══ Document segment ══

In a Taxi to One Western…

My One Western-bound cabbie couldn’t understand it. Impossible! Inconceivable! Nor did he shut up about it for the entire ride back from Sleep-A-Rama with my freshmanesque futon jutting out of his trunk.

Didn’t Harvard have, how you call it – wealth? Why it not get, how you say – architect? He not, as they say, professional designer, he just drive cab, but even he know – windows should be, ehh… straight!

But it’s not the b-school’s fault. The real proof that the B-school wouldn’t touch jurisdiction over One Western with a ten-foot pole came as August 16 – moving day – approached. Specifically, I learned on the 14th that the Housing Office, AKA “Source of My Keys,” was to close at 1pm on that Saturday. Now this must have made perfect sense to the folks at 1350 Mass Ave. After all, why expend precious resources to staff an office on the Saturday afternoon before the week during which all first years were required to have arrived? Surely the few who would deign to choose a Saturday move day would be coming from all those countless metropolises under three hours from Boston. (Admittedly, I learned 24 hours before departing, the roommate could be appointed as my Key Retriever upon appeal to the Supreme Court for power of attorney, which would reassure the skeptics over at Housing that the person with whom I’d chosen to share my dwelling could be trusted with a set of keys identical to the one already in her possession.)

That One Western was, in the eloquent words of Vladimir the cabbie, “ugly”, was certainly not news. I’d clicked on the perversely proud, yet ultimately well-concealed website photos – I was up to speed. So as I drove along Storrow with my set of Bad Back/Tennis Elbow/We Hope You Realize We Can’t Lift Anything Heavy parents, I was on high alert for Tower With Misaligned Windows And Random Bridge Not Really On Water As Promised Due to Highway. We rounded a bend, and oy – poor Boston – there it was in the distance, a part of the skyline.

Ugly, definitely. But truly bothersome? No way, declared the Coke-Is-Always-Half-Full I – this was temporary housing after all, and my 1853 had, go figure, produced a two-bedroom, TWO bathroom in a brand new building with FREE utilities (read: ex-Manhattanite eager to exploit the “Go Wild With The Dishwasher Everyday Just Because I Can” Loophole). So what if the exterior didn’t resemble Hampton Court – I’d already done refugee-style living undergrad, and frankly I’d take tacky and new over gothic and dingy any day.

═══

__Task set__.
1) In the essay on moving into One Western, rewrite the passage starting with "In a Taxi to" and going on through "of his trunk.", swapping "futon" for "mattress".
2) According to the essay on moving into One Western, at what time was the Housing Office scheduled to close on that Saturday?

══ Material provided ══

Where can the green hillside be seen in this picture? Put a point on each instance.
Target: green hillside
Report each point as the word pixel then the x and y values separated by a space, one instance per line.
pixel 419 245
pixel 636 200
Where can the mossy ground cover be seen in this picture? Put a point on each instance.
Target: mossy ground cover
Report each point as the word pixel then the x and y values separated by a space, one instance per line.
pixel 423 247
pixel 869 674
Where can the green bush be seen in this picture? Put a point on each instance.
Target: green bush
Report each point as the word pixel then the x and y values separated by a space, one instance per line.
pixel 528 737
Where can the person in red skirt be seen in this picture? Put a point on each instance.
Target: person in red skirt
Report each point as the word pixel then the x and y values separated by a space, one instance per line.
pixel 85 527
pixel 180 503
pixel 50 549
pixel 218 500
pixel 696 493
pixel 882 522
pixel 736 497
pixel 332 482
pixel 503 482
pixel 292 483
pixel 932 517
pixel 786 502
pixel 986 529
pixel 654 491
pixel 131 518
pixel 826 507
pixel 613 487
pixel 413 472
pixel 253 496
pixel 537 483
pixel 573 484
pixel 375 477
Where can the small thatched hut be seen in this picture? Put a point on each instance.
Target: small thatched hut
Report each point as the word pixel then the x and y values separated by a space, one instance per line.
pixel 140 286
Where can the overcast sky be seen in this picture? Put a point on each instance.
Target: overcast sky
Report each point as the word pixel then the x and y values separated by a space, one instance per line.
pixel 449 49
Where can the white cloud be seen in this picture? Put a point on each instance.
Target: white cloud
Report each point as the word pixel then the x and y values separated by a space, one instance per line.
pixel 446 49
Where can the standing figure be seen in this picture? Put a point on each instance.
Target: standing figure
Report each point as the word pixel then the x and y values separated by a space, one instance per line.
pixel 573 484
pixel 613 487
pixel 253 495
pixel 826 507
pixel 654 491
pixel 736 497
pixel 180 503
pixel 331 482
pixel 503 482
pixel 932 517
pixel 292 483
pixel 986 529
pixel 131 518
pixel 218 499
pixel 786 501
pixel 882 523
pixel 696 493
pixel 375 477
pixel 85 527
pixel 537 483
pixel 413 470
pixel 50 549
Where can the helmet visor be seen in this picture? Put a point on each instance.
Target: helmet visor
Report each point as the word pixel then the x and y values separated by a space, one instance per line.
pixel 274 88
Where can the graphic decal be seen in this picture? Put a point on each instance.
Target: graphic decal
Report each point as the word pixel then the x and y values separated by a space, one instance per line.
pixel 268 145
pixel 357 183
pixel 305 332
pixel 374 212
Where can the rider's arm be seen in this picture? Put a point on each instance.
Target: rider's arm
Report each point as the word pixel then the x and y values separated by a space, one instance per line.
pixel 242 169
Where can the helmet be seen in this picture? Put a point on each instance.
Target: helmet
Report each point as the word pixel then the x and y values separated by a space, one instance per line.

═══

__Written answers__.
1)
In a Taxi to One Western…

My One Western-bound cabbie couldn’t understand it. Impossible! Inconceivable! Nor did he shut up about it for the entire ride back from Sleep-A-Rama with my freshmanesque mattress jutting out of his trunk.

2) 1pm